Output the whole listing again, exactly as it reads.
━━━━━━━━━━━━━━━━━━━━
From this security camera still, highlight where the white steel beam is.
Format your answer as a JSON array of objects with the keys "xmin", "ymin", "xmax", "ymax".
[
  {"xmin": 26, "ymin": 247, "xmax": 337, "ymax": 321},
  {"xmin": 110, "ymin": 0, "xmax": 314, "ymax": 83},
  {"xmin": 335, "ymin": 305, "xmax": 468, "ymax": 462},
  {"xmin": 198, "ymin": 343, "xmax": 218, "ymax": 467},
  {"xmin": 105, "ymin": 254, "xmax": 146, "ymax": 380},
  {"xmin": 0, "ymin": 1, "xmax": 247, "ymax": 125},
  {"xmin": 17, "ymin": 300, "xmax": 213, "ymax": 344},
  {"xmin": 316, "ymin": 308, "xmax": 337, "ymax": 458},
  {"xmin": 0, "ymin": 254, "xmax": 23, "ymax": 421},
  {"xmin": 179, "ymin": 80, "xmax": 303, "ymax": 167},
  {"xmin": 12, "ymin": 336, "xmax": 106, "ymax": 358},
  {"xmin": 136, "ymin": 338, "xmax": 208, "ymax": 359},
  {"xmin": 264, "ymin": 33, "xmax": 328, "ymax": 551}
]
━━━━━━━━━━━━━━━━━━━━
*RESULT OF THIS EXERCISE*.
From this security camera still, highlight where the white steel beam is.
Format your answer as a JSON array of objects with the keys "xmin", "ymin", "xmax", "ymax".
[
  {"xmin": 26, "ymin": 247, "xmax": 337, "ymax": 321},
  {"xmin": 110, "ymin": 0, "xmax": 314, "ymax": 83},
  {"xmin": 335, "ymin": 305, "xmax": 468, "ymax": 462},
  {"xmin": 198, "ymin": 343, "xmax": 218, "ymax": 467},
  {"xmin": 105, "ymin": 254, "xmax": 146, "ymax": 380},
  {"xmin": 0, "ymin": 1, "xmax": 247, "ymax": 125},
  {"xmin": 17, "ymin": 300, "xmax": 213, "ymax": 344},
  {"xmin": 316, "ymin": 308, "xmax": 337, "ymax": 458},
  {"xmin": 0, "ymin": 254, "xmax": 23, "ymax": 421},
  {"xmin": 179, "ymin": 80, "xmax": 303, "ymax": 167},
  {"xmin": 12, "ymin": 336, "xmax": 106, "ymax": 358},
  {"xmin": 136, "ymin": 338, "xmax": 208, "ymax": 359},
  {"xmin": 264, "ymin": 33, "xmax": 328, "ymax": 551}
]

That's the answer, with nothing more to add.